■ Task
Format the lines of the material below as a numbered list, leaving out any blank lines.

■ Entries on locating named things
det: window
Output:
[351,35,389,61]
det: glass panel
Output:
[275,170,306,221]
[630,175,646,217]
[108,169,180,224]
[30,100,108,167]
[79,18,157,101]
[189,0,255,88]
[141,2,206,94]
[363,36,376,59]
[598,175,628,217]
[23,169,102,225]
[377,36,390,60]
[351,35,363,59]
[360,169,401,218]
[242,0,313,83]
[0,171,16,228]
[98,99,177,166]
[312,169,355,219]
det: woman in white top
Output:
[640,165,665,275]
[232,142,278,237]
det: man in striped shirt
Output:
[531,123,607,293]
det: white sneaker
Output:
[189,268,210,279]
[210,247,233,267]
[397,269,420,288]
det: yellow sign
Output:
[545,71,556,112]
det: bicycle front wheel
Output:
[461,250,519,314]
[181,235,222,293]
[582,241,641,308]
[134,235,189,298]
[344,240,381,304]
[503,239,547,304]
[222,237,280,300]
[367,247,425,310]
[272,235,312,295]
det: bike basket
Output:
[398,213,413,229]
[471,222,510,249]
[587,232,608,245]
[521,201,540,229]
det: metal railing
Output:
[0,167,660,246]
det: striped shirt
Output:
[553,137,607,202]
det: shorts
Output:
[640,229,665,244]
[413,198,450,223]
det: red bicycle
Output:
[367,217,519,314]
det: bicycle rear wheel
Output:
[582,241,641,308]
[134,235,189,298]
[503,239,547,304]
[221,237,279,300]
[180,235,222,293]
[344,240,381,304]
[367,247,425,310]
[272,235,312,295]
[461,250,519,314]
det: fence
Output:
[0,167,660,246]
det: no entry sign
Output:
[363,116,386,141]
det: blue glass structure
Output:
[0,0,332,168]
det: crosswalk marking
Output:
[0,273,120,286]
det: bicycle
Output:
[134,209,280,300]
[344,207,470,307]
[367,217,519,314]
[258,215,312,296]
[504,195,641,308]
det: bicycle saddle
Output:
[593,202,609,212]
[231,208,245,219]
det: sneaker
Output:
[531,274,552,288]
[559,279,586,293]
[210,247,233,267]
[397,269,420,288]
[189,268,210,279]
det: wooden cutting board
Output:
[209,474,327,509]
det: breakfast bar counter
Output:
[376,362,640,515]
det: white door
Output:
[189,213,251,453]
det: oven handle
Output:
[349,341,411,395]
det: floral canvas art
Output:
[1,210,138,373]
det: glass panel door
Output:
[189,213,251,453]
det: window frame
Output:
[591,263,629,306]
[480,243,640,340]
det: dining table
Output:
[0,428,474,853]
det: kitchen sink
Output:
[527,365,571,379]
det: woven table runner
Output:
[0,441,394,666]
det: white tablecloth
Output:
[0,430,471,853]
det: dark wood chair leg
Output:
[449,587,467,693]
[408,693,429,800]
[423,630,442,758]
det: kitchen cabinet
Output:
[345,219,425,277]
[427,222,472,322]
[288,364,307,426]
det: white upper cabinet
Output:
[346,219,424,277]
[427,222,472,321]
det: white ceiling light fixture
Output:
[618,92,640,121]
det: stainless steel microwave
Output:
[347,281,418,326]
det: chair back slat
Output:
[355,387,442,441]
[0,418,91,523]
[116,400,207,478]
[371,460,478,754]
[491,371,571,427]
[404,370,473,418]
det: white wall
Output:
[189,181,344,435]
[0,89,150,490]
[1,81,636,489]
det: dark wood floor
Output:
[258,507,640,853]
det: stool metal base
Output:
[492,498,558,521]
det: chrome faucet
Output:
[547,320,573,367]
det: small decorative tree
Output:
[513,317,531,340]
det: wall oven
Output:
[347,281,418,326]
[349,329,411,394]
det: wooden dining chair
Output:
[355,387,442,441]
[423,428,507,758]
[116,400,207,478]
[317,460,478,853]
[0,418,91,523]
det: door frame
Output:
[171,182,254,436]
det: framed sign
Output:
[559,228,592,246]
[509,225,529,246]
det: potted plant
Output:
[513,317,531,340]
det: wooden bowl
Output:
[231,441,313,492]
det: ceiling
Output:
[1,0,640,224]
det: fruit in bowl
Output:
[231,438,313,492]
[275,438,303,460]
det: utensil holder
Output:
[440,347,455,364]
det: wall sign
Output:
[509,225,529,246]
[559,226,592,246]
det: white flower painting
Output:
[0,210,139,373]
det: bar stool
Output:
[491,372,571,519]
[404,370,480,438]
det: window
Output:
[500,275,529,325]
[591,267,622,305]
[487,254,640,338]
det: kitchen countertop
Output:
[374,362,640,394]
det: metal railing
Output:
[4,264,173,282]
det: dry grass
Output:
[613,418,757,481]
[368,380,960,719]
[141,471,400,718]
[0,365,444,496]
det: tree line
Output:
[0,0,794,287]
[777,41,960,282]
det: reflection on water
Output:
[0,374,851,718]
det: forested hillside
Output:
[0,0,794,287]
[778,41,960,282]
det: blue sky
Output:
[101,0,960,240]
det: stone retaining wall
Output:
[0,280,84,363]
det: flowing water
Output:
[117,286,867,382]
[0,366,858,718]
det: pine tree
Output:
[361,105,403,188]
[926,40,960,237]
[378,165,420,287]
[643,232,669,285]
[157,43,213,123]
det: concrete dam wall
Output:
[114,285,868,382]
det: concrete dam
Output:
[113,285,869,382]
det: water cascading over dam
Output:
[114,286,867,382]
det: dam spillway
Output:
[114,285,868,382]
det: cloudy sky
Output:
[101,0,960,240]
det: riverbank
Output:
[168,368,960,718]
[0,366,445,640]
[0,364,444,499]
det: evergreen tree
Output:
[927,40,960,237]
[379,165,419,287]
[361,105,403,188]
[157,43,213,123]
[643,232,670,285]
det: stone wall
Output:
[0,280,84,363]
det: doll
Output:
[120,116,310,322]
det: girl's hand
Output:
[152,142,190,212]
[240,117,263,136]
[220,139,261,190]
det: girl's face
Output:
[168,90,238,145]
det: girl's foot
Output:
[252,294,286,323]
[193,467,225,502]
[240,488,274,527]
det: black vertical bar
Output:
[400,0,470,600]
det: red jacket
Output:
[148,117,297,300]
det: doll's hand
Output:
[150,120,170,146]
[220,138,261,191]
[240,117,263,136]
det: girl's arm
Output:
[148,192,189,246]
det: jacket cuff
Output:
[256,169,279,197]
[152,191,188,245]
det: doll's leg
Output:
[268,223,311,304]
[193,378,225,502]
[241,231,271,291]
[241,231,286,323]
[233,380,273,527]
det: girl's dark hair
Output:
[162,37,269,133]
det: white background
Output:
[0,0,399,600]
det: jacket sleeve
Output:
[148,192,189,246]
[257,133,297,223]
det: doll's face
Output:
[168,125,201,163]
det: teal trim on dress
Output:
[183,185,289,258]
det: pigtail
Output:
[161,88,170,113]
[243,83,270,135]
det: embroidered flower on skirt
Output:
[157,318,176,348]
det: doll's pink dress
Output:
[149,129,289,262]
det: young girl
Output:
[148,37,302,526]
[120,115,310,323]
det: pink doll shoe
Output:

■ Result of the exercise
1. det: window
2. Output:
3. [351,35,389,61]
4. det: glass panel
5. Output:
6. [275,170,306,221]
7. [630,175,646,217]
8. [108,169,180,224]
9. [30,100,108,167]
10. [79,18,157,101]
11. [189,0,255,88]
12. [141,2,206,94]
13. [363,36,376,59]
14. [598,175,628,217]
15. [23,169,102,225]
16. [377,36,390,60]
17. [351,35,363,59]
18. [360,169,401,218]
19. [242,0,313,83]
20. [0,171,16,228]
21. [98,99,177,166]
22. [312,169,355,219]
23. det: woman in white top
24. Output:
25. [640,165,665,275]
26. [232,142,278,237]
27. det: man in striped shirt
28. Output:
29. [531,123,607,293]
30. det: white sneaker
31. Output:
32. [189,268,210,279]
33. [210,247,233,267]
34. [397,269,420,288]
35. det: yellow sign
36. Output:
37. [545,71,556,112]
38. det: bicycle front wheel
39. Output:
40. [461,250,519,314]
41. [181,235,222,293]
42. [582,241,641,308]
43. [134,235,189,298]
44. [344,240,381,304]
45. [503,239,547,304]
46. [222,237,280,300]
47. [367,247,425,310]
48. [272,235,312,295]
49. det: bike basket
50. Output:
51. [398,213,413,229]
52. [471,222,510,249]
53. [587,232,608,245]
54. [521,201,540,229]
55. det: metal railing
56. Output:
57. [0,167,660,246]
58. det: striped shirt
59. Output:
60. [553,137,607,202]
61. det: shorts
62. Output:
63. [640,229,665,244]
64. [413,198,450,223]
65. det: red bicycle
66. Output:
67. [367,217,519,314]
68. det: bicycle rear wheel
69. Output:
70. [582,241,641,308]
71. [134,235,189,298]
72. [503,239,547,304]
73. [221,237,279,300]
74. [180,235,222,293]
75. [344,240,381,304]
76. [367,247,425,310]
77. [272,235,312,295]
78. [461,250,519,314]
79. det: fence
80. Output:
81. [0,167,660,246]
82. det: no entry sign
83. Output:
84. [363,116,386,141]
85. det: blue glass structure
86. Output:
87. [0,0,332,168]
88. det: crosswalk marking
89. Output:
90. [0,273,120,286]
91. det: bicycle
92. Output:
93. [134,209,280,300]
94. [344,207,470,307]
95. [367,217,519,314]
96. [258,215,312,296]
97. [504,195,641,308]
98. det: bicycle saddle
99. Output:
100. [593,202,609,212]
101. [231,208,245,219]
102. det: sneaker
103. Output:
104. [531,274,552,288]
105. [559,279,586,293]
106. [210,247,233,267]
107. [397,269,420,288]
108. [189,268,210,279]
109. det: wooden cutting board
110. Output:
111. [209,474,327,509]
112. det: breakfast bar counter
113. Output:
114. [376,362,640,515]
115. det: white door
116. Output:
117. [189,213,251,453]
118. det: oven handle
119. Output:
120. [349,341,411,395]
121. det: floral canvas art
122. Output:
123. [1,210,138,373]
124. det: glass panel door
125. Output:
126. [189,213,251,453]
127. det: window frame
128. Output:
129. [591,263,629,306]
130. [480,243,640,340]
131. det: dining table
132. Output:
133. [0,428,474,853]
134. det: kitchen sink
135. Output:
136. [527,365,571,379]
137. det: woven table runner
138. Output:
139. [0,441,394,666]
140. det: white tablecloth
141. Output:
142. [0,430,471,853]
143. det: dark wood chair leg
144. Output:
145. [449,587,467,693]
146. [408,693,429,800]
147. [423,630,442,758]
148. det: kitchen cabinet
149. Output:
150. [345,219,425,277]
151. [427,222,472,322]
152. [288,364,307,426]
153. det: white upper cabinet
154. Output:
155. [346,219,424,277]
156. [427,222,472,321]
157. det: white ceiling light fixture
158. Output:
159. [618,92,640,121]
160. det: stainless steel microwave
161. Output:
162. [347,281,418,326]
163. det: chair back slat
164. Output:
165. [355,387,442,441]
166. [0,418,91,523]
167. [116,400,207,478]
168. [371,460,478,754]
169. [491,371,571,427]
170. [404,370,473,418]
171. det: white wall
172. Output:
173. [189,181,344,435]
174. [0,89,150,490]
175. [1,81,636,489]
176. det: dark wood floor
177. Output:
178. [258,507,640,853]
179. det: stool metal base
180. Output:
181. [492,498,558,521]
182. det: chrome faucet
183. Output:
184. [547,320,573,367]
185. det: small decorative tree
186. Output:
187. [513,317,531,340]
188. det: wall oven
189. Output:
190. [347,281,418,326]
191. [349,329,411,394]
192. det: wooden dining chair
193. Output:
194. [355,387,442,441]
195. [423,428,507,758]
196. [116,400,207,478]
197. [317,460,478,853]
198. [0,418,91,523]
199. det: door frame
200. Output:
201. [171,182,254,436]
202. det: framed sign
203. Output:
204. [559,228,592,246]
205. [509,225,529,246]
206. det: potted plant
207. Output:
208. [513,317,531,340]
209. det: wooden bowl
210. Output:
211. [231,441,313,492]
212. det: ceiling
213. Output:
214. [1,0,640,224]
215. det: fruit in bowl
216. Output:
217. [231,438,313,492]
218. [275,438,303,460]
219. det: utensil holder
220. Output:
221. [440,347,455,364]
222. det: wall sign
223. Output:
224. [509,225,529,246]
225. [559,226,592,246]
226. det: white flower painting
227. Output:
228. [0,210,139,373]
229. det: bar stool
230. Output:
231. [491,372,571,519]
232. [404,370,480,438]
233. det: window
234. Output:
235. [500,275,529,325]
236. [591,267,622,305]
237. [487,254,640,338]
238. det: kitchen countertop
239. Output:
240. [374,362,640,394]
241. det: metal railing
242. Output:
243. [4,264,173,282]
244. det: dry grass
245. Output:
246. [613,418,757,481]
247. [368,380,960,719]
248. [141,471,400,718]
249. [0,365,444,496]
250. det: tree line
251. Output:
252. [0,0,794,287]
253. [777,41,960,282]
254. det: reflection on water
255. Output:
256. [0,374,851,718]
257. det: forested hillside
258. Output:
259. [0,0,794,287]
260. [778,41,960,282]
261. det: blue sky
262. Output:
263. [101,0,960,240]
264. det: stone retaining wall
265. Output:
266. [0,280,84,363]
267. det: flowing water
268. Output:
269. [117,286,867,382]
270. [0,366,858,718]
271. det: pine tree
272. Output:
273. [361,105,403,188]
274. [926,40,960,237]
275. [378,165,420,287]
276. [643,232,669,285]
277. [157,43,213,123]
278. det: concrete dam wall
279. Output:
280. [114,285,868,382]
281. det: concrete dam
282. Output:
283. [113,285,869,382]
284. det: water cascading over dam
285. Output:
286. [114,286,867,382]
287. det: dam spillway
288. Output:
289. [114,285,868,382]
290. det: cloudy sky
291. Output:
292. [101,0,960,240]
293. det: riverbank
294. Output:
295. [168,368,960,718]
296. [0,366,445,640]
297. [0,364,444,499]
298. det: evergreen tree
299. Output:
300. [927,40,960,237]
301. [379,165,419,287]
302. [361,105,403,188]
303. [157,43,213,123]
304. [643,232,670,285]
305. det: stone wall
306. Output:
307. [0,280,84,363]
308. det: doll
309. Output:
310. [120,116,310,322]
311. det: girl's hand
312. Output:
313. [152,142,190,212]
314. [240,117,263,136]
315. [220,139,261,190]
316. det: girl's face
317. Output:
318. [168,90,238,145]
319. det: girl's foot
320. Output:
321. [252,294,286,323]
322. [193,467,225,502]
323. [240,488,274,527]
324. det: black vertical bar
325. Output:
326. [400,0,470,600]
327. det: red jacket
328. Output:
329. [148,117,297,300]
330. det: doll's hand
331. Output:
332. [150,120,170,146]
333. [220,138,261,191]
334. [240,117,263,136]
335. det: girl's arm
336. Output:
337. [148,192,189,246]
338. det: jacket cuff
339. Output:
340. [256,169,279,197]
341. [152,191,188,245]
342. det: doll's leg
343. Output:
344. [268,223,311,304]
345. [193,378,225,502]
346. [241,231,271,291]
347. [241,231,286,323]
348. [233,380,273,527]
349. det: girl's dark hair
350. Output:
351. [162,37,269,133]
352. det: white background
353. Output:
354. [0,0,399,600]
355. det: jacket sleeve
356. Output:
357. [148,192,189,246]
358. [257,133,297,223]
359. det: doll's face
360. Output:
361. [168,125,201,163]
362. det: teal trim on dress
363. Output:
364. [183,185,289,258]
365. det: pigtail
366. Output:
367. [161,88,170,113]
368. [243,83,270,135]
369. det: embroidered flower on skirt
370. Output:
371. [157,318,176,348]
372. det: doll's pink dress
373. Output:
374. [149,129,289,262]
375. det: young girl
376. Output:
377. [148,37,302,526]
378. [120,115,310,323]
379. det: pink doll shoe
380. Output:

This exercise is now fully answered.